■ **Texte présenté**
━━━━━━━━━━━━━━━━

Michael Hardt : Pendant les mois précédant la guerre en Irak, le grand conflit idéologique entre les forces politiques dominantes a posé une alternative tranchée quant à la forme de la gestion mondiale : « unilatéralisme » ou « multilatéralisme », c’est-à-dire domination américaine de la politique mondiale ou contrôle partagé parmi un ensemble de pays à travers la médiation des Nations unies. Au moment de la conquête de Bagdad, les USA ont dit haut et fort que leur position unilatérale était la bonne. Ils ont le pouvoir militaire pour agir indépendamment, et seule leur résolution politique permet de faire face à l’irruption ponctuelle, et inéluctable, du désordre mondial. Mais alors que l’occupation américaine de l’Irak s’enlise, alors que les soldats américains tombent l’un après l’autre sous les attaques de la guérilla, pendant que l’Irak et l’Afghanistan « libérés » s’avèrent toujours davantage chaotiques et ingouvernables, la victoire à la Pyrrhus en Irak semble donner de plus en plus fortement raison à la position multilatérale. L’Amérique ne peut pas faire cavalier seul. Elle a la force de frappe militaire permettant de vaincre une armée, mais elle ne peut pas fournir les troupes nécessaires à une police d’occupation sur le long terme ; sur le plan politique et culturel, elle n’a pas le savoir-faire qu’il faut pour créer et imposer un gouvernement stable ; et en termes économiques, elle n’a pas l’argent nécessaire – surtout en l’absence du pétrole irakien – pour financer cette coûteuse entreprise. Les événements semblent indiquer qu’une coalition multilatérale de puissances aurait eu plus de facilité à dominer et à transformer l’Afghanistan et l’Irak, tout en préservant l’ordre et la sécurité à un niveau global.

━━━━━━━━━━━━━━━━

■ **Objectif de la tâche**
Veuillez traduire en anglais cette phrase du texte sur la guerre en Irak : « Au moment de la conquête de Bagdad, les USA ont dit haut et fort que leur position unilatérale était la bonne. » La liste constitue un matériau à part, indépendant du texte.

■ **Contenu des données**
━━━━━━━━━━━━━━━━

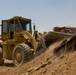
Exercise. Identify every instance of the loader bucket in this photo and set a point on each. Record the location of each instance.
(48, 39)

━━━━━━━━━━━━━━━━

■ **Réponse rédigée**
At the time of the conquest of Baghdad, the US proclaimed loud and clear that its unilateral position was the right one.